▶ SHORT TASK
Locate each line in the entries below that contains the string "woman", and copy those lines out in full. Matches must agree in case.

▶ TASK INPUT
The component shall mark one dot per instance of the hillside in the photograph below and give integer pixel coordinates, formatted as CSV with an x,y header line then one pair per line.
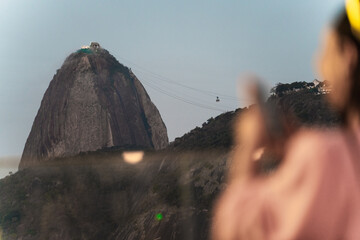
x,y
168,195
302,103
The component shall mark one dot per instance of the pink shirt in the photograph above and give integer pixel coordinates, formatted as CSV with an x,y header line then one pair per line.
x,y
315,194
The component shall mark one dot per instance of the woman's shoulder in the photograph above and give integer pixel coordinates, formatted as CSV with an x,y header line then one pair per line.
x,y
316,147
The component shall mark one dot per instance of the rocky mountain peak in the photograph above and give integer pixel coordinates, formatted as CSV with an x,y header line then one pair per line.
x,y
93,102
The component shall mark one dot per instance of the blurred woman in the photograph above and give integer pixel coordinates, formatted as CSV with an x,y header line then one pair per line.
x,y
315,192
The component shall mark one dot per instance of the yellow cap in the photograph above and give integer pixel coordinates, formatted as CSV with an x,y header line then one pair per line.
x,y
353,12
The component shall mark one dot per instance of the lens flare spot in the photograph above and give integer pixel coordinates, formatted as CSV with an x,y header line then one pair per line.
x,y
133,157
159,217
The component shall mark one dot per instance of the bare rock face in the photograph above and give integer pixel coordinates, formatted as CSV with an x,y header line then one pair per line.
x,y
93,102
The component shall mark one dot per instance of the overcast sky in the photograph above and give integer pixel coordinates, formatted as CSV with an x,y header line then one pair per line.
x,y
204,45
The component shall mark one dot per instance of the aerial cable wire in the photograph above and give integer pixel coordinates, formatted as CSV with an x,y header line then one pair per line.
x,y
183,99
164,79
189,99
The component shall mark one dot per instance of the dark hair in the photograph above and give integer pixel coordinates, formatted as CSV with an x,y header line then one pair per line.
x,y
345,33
==
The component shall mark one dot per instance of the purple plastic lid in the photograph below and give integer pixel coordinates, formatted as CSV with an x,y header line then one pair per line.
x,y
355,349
* * *
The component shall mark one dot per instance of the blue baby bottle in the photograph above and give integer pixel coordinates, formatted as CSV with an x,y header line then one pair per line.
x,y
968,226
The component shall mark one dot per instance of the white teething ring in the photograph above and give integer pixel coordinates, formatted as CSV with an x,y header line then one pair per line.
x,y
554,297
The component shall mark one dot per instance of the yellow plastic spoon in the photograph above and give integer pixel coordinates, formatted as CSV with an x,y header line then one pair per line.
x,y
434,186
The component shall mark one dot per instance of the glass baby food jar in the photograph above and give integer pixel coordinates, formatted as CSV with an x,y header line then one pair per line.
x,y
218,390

▶ WORKED SOLUTION
The component shall mark one dot per instance of the woman's shoulder in the photograph above and give integer pixel coordinates, formatted as CSV with an x,y header line then one pair per line.
The component shall mark one dot per instance of the blurred woman in the photograph above and give integer pixel coordinates, formatted as CSV with an x,y header line then one pair per line.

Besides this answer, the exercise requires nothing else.